_Task description_. Quote each record exactly, please, leaving none out.

_Material to process_.
· · · · ·
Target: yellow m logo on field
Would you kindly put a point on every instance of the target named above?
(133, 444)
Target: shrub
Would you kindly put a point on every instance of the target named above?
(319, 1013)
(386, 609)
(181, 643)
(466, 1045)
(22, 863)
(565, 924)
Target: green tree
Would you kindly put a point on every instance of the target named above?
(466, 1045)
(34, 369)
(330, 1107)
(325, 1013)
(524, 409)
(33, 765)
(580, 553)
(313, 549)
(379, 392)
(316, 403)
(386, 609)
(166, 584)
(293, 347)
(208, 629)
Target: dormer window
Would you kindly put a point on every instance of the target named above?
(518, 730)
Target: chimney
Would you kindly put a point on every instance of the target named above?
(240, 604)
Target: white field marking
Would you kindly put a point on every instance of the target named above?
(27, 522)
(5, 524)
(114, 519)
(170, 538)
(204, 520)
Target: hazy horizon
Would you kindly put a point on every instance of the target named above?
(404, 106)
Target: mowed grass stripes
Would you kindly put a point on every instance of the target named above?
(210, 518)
· · · · ·
_Response to this task_.
Target: yellow m logo on field
Would you kindly put a point on every instance of the target named above?
(133, 444)
Target: shrub
Would you kindly put a point on every instance of the target named above?
(319, 1013)
(386, 609)
(181, 643)
(466, 1045)
(22, 863)
(565, 924)
Target: green tree
Would you kindly put a point on every instance of the target named above?
(466, 1045)
(34, 369)
(330, 1107)
(325, 1013)
(524, 409)
(33, 765)
(580, 553)
(313, 549)
(379, 392)
(316, 403)
(386, 609)
(166, 584)
(293, 347)
(208, 629)
Target: dormer window
Would you kindly put a point on every instance of the target named above?
(518, 730)
Target: chimney
Would you kindly put a point on every instance of the target named above?
(240, 604)
Target: white field marking
Would you kindly put a point on every instance of the target named above?
(27, 522)
(5, 524)
(114, 519)
(170, 538)
(204, 520)
Target: hazy horizon
Would you kindly put a point on every instance of the target named above?
(404, 106)
Target: mowed grass stripes
Would you kindly put a point on every instance of the target named above?
(210, 518)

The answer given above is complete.